# EXTRAIT DU DOCUMENT
◆ ◆ ◆ ◆ ◆

Ce texte, l’un des plus importants adoptés depuis le début de la législature, a été approuvé par la majorité PS-cdH. L’opposition MR s’est abstenue. Il devrait être définitivement validé en séance plénière du Parlement d’ici quinze jours.

Le décret vise notamment à mieux lutter contre l’échec scolaire et améliorer la formation continuée des enseignants. Il renforce aussi la gouvernance des établissements scolaires. Ainsi, pour la rentrée de septembre 2018 au plus tard, chaque école primaire comme secondaire devra élaborer un « plan de pilotage » pour une période de six ans.

Elle y détaillera ses stratégies pour la réussite de chaque élève, la lutte contre le décrochage scolaire, l’accompagnement des nouveaux professeurs, l’intégration des outils numériques, etc.

Le document contiendra aussi des objectifs chiffrés (gardés confidentiels) de réduction du taux d’échec et de décrochage, de réussite aux épreuves certificatives, etc.

Face à la bronca de l’ensemble des pouvoirs organisateurs en novembre dernier et les remarques du Conseil d’Etat formulées la semaine dernière, la ministre de l’Education a toutefois dû faire quelque peu marche arrière concernant le pilotage des écoles jugées nettement « sous-performantes ».

Contrairement au projet initial du décret, l’administration de l’enseignement ne pourra pas assigner des objectifs spécifiques à ces écoles et leur imposer des mesures prioritaires d’accompagnement, une mesure dans laquelle les pouvoirs organisateurs avaient vu une volonté de « pouvoirs spéciaux » dans le chef du gouvernement.

Les dispositions finalement adoptées mardi donnent moins de pouvoir que prévu à l’administration.

Si celle adressera bien un diagnostic de (sous)performance aux écoles concernées, c’est toutefois le directeur d’établissement qui rédigera son « dispositif de rattrapage », en accord avec son pouvoir organisateur.

Ce dispositif de rattrapage sera inclus dans un « protocole de collaboration » conclu avec l’administration. L’inspection de l’enseignement pourra toutefois demander des adaptations au dispositif élaboré par ces écoles.

◆ ◆ ◆ ◆ ◆

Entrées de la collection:
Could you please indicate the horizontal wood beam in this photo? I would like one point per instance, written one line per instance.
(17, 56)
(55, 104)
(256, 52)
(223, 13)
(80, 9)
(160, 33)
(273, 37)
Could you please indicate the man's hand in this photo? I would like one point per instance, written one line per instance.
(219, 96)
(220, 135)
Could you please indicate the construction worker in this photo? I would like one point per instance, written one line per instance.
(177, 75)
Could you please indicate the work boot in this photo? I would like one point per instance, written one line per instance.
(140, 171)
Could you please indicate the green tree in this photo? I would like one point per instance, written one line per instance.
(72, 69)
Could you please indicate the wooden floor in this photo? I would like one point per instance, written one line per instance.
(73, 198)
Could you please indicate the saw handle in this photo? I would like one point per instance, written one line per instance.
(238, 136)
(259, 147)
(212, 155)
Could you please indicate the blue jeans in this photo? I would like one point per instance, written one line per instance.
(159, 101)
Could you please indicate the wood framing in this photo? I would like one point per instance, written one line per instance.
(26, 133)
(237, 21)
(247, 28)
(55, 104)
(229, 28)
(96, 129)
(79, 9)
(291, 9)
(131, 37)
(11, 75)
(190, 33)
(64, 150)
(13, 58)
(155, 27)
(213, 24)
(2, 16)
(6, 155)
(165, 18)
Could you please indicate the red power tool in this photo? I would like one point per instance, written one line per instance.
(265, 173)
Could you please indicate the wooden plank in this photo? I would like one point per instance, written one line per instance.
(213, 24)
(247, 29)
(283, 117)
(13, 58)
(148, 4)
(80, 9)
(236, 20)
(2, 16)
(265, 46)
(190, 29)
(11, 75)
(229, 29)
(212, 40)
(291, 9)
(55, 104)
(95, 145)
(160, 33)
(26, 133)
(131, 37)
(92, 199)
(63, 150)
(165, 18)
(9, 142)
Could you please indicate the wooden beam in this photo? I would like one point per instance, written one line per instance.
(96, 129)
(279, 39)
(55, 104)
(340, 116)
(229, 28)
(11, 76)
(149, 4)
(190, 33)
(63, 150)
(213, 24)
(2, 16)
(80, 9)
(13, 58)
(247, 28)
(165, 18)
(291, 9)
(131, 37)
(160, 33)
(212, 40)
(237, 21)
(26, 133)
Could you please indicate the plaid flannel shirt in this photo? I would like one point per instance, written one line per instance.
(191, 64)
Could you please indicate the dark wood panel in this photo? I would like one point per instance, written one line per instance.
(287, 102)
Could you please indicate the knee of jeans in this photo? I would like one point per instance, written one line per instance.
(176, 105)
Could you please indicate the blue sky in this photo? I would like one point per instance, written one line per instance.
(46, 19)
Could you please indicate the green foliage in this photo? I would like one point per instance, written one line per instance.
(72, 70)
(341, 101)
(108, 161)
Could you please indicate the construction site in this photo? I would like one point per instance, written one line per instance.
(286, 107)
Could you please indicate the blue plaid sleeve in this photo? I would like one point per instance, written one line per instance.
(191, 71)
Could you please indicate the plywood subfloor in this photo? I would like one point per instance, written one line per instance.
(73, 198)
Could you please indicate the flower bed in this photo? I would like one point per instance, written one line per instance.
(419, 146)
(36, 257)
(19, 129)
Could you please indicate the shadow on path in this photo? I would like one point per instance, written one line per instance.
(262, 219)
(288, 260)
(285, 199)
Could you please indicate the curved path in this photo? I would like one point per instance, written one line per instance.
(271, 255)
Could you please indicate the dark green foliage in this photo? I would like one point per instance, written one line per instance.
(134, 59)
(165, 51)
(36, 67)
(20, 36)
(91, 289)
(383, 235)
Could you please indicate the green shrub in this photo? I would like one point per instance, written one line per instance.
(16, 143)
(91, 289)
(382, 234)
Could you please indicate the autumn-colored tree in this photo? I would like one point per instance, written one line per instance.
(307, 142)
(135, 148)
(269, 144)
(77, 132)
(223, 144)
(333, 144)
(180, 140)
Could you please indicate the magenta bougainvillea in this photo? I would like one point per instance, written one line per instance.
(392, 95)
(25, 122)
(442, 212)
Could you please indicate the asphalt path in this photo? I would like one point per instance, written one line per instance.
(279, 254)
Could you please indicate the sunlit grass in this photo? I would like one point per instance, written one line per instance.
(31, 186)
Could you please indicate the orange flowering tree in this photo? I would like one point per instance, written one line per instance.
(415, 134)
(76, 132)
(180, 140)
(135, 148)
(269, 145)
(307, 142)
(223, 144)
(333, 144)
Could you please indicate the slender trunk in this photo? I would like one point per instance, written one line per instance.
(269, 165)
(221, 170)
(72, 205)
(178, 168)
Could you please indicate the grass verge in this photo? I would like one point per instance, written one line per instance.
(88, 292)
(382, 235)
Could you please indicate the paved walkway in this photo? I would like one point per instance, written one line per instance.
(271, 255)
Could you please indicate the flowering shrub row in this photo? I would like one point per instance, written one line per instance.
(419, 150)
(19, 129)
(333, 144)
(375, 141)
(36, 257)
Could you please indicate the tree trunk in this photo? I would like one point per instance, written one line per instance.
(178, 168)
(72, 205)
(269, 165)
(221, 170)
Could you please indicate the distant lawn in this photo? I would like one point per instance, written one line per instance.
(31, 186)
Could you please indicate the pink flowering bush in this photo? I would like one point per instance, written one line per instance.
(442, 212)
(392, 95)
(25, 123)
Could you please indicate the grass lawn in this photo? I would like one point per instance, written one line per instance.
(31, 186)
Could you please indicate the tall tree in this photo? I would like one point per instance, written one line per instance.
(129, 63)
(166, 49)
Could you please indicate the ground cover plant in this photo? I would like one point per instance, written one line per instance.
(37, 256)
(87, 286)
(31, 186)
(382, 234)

◆ ◆ ◆ ◆ ◆

# SÉRIE D'EXERCICES
• a. D'après l'extrait sur le décret scolaire, pour quelle durée chaque école doit-elle élaborer son « plan de pilotage » ?
• b. Relevez toutes les stratégies que l'extrait sur le décret scolaire énumère comme devant être détaillées par l'école dans son plan de pilotage.
• c. Poursuivez l'extrait sur le décret scolaire à partir de sa dernière phrase.
Les items de la collection forment un ensemble indépendant de l'extrait.

# CORRIGÉ DES EXERCICES
• a. Pour une période de six ans.

• b.
- La réussite de chaque élève
- La lutte contre le décrochage scolaire
- L'accompagnement des nouveaux professeurs
- L'intégration des outils numériques

• c.
« C’est une réforme historique », a assuré mardi la ministre Milquet devant les députés. « On n’a pas le droit de laisser des enfants dans des établissements qui dysfonctionnent à ce point-là! », a-t-elle défendu.

Autre nouveauté: le décret prévoit la création de balises pédagogiques propres à l’enseignement maternel, jugé capital pour l’acquisition d’une série de compétences indispensables -la bonne maîtrise de la langue française notamment- pour la suite du parcours scolaire.

Le texte donne en outre plus de latitude à l’administration pour sanctionner à l’avenir les profs qui, par leur comportement ou leurs propos, porteraient « gravement atteinte » à la confiance dans l’enseignement.

Sont plus particulièrement visés des propos radicaux ou extrémistes que des enseignants tiendraient publiquement en dehors du cadre de l’école, sur les réseaux sociaux notamment.

Conséquence directe de l’affaire Yacob Mahi, ce professeur de religion islamique de l’athénée Leonardo Da Vinci (Anderlecht) qui avait tenu des propos révisionnistes il y a un an, le nouveau texte permet également au ministre de sanctionner des professeurs de religion de l’enseignement du réseau de la Fédération avec le simple avis -et non plus l’accord- de leur chef de culte, comme cela se fait déjà dans l’enseignement subventionné.

L’opposition MR s’est abstenue lors du vote sur l’ensemble du texte, dénonçant notamment les nouvelles modalités de pilotage des écoles.

« Ce texte va encore complexifier le travail des directions d’école en multipliant les obligations de rédactions de plans. Pourquoi imposer à toutes les écoles ces règles lourdes, même à celles qui fonctionnent bien? », s’est interrogé Laurent Henquet.

« On impose via ce décret de nouvelles contraintes aux écoles mais sans dégager de moyens complémentaires pour le mettre efficacement en oeuvre », a-t-il déploré.

Au nom d’Ecolo, Barbara Trachte a, elle, regretté que ce décret soit adopté sans attendre les conclusions du Pacte pour un enseignement d’excellence lancé l’an dernier par la ministre avec les acteurs de l’enseignement.

Elle a aussi dénoncé que l’école soit dorénavant évaluée à l’aune d’indicateurs de performance, à l’image de ce qui se fait dans le monde de l’entreprise. Selon elle, tous les pays qui ont suivi cette voie par le passé déchantent à présent.